Written exercise
Filter the listing down to the lines that include the string "cloud". Case counts.

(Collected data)

## Begin

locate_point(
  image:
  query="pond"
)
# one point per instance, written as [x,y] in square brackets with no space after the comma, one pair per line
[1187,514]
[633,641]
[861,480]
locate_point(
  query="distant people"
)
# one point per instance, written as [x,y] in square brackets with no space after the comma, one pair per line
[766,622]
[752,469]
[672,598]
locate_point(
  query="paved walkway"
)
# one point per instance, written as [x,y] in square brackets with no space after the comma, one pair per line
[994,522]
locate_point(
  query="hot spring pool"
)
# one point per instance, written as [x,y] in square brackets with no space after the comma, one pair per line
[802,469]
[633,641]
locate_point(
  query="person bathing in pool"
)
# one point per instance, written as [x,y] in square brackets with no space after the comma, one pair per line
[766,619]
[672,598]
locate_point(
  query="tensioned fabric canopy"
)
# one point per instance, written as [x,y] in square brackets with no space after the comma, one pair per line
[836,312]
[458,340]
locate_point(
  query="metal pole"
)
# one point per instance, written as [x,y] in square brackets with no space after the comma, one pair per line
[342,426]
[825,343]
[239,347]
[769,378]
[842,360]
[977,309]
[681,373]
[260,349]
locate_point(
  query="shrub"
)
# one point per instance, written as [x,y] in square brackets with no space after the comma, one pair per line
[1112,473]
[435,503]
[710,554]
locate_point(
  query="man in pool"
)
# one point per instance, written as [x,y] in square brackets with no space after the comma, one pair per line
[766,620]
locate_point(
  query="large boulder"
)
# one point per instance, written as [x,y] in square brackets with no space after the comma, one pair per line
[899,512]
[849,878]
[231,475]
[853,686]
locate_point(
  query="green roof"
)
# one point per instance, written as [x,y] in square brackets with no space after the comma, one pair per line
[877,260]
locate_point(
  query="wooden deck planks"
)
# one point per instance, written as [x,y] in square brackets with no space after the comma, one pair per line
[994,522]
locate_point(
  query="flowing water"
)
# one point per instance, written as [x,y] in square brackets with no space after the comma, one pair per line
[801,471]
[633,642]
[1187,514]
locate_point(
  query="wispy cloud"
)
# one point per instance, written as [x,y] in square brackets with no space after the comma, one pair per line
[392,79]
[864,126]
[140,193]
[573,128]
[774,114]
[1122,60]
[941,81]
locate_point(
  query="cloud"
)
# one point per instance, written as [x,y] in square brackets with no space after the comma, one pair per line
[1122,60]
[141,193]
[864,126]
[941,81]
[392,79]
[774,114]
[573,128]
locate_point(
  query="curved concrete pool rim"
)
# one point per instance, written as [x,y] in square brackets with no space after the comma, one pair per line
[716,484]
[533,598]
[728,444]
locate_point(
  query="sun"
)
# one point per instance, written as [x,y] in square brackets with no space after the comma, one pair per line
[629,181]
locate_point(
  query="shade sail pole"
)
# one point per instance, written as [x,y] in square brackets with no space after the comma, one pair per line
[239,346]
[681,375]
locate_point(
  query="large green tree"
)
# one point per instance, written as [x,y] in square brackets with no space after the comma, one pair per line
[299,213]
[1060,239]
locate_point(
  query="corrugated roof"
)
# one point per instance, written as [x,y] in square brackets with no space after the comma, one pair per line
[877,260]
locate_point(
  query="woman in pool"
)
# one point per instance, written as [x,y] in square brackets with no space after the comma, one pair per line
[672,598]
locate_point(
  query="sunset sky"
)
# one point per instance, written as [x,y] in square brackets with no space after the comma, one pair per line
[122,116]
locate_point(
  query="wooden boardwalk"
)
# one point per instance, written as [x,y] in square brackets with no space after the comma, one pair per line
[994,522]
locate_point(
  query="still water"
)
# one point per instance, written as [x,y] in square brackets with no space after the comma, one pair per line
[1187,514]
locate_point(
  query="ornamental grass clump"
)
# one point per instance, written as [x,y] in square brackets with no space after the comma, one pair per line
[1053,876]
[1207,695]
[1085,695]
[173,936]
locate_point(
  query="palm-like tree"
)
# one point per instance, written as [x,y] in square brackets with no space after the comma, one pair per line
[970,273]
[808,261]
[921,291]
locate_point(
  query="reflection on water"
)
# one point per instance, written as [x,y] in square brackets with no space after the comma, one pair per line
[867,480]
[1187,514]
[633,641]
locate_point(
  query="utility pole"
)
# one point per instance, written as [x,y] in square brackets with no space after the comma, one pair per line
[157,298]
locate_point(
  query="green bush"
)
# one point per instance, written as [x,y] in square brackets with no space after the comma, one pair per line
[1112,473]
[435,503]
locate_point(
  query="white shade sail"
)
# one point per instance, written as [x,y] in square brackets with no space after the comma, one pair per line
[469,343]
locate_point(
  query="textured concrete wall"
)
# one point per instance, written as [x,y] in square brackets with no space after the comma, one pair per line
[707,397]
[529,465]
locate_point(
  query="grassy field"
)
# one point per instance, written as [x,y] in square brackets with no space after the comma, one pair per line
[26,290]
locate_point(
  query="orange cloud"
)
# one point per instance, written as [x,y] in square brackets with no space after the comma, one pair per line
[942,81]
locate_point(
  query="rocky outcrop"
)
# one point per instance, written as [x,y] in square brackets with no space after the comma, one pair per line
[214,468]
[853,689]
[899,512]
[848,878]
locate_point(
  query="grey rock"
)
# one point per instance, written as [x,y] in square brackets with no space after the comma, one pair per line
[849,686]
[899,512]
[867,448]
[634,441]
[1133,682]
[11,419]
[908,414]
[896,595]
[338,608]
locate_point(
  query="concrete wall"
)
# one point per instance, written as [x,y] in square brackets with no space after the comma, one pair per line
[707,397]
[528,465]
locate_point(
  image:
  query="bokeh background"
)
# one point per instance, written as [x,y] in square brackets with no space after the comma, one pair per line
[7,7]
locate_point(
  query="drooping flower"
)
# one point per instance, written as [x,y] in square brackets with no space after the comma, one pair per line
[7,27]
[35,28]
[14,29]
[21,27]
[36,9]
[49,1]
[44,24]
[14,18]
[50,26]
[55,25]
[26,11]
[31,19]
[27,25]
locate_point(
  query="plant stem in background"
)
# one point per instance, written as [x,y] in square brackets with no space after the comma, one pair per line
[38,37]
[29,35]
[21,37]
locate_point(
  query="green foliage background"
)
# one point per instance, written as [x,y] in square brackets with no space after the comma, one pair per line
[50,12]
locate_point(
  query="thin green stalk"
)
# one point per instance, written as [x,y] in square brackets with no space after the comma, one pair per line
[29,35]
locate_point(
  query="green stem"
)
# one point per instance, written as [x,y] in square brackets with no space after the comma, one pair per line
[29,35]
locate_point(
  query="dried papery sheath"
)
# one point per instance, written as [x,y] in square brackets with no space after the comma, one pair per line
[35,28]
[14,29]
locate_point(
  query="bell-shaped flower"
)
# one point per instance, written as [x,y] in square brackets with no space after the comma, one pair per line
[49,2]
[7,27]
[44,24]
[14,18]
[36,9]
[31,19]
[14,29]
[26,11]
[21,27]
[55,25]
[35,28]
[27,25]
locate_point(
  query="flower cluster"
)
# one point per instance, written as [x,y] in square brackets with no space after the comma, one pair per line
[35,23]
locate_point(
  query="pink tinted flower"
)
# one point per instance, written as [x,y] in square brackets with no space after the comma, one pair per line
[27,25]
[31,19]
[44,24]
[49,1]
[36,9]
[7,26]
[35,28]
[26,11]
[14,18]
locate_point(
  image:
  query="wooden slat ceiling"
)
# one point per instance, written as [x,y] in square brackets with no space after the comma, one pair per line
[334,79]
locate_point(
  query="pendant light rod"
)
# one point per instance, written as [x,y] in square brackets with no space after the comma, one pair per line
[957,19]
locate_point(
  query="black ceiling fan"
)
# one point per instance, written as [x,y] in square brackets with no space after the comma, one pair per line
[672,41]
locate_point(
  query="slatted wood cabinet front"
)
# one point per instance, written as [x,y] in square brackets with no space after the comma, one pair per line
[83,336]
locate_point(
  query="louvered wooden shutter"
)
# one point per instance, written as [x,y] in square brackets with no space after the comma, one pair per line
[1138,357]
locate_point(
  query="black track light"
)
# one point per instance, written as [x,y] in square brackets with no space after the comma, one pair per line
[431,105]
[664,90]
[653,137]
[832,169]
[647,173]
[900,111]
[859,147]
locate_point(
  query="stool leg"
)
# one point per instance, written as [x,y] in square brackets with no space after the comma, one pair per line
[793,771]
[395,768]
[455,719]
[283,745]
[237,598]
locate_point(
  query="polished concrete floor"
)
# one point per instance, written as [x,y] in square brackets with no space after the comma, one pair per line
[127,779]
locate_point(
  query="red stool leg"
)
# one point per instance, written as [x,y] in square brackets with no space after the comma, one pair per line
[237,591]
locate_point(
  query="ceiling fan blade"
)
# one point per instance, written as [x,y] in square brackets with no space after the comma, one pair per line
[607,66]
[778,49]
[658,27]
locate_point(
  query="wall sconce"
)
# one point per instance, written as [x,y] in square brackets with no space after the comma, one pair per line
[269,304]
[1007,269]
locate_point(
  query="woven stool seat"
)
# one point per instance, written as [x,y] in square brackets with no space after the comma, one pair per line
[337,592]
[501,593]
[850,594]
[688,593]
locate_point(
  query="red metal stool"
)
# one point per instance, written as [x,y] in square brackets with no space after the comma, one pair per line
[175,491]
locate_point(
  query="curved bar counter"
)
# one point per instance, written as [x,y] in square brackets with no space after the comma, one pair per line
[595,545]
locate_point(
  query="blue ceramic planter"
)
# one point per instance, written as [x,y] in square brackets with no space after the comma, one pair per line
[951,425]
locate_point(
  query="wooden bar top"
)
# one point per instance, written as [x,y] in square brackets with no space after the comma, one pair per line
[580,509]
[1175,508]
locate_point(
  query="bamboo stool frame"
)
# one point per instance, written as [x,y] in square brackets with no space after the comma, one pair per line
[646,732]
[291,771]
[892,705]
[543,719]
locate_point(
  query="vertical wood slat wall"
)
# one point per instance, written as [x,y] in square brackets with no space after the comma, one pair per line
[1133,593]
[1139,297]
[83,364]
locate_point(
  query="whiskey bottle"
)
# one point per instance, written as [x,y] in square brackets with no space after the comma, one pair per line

## End

Task solution
  query="wispy cloud"
  query="cloud"
  query="orange cloud"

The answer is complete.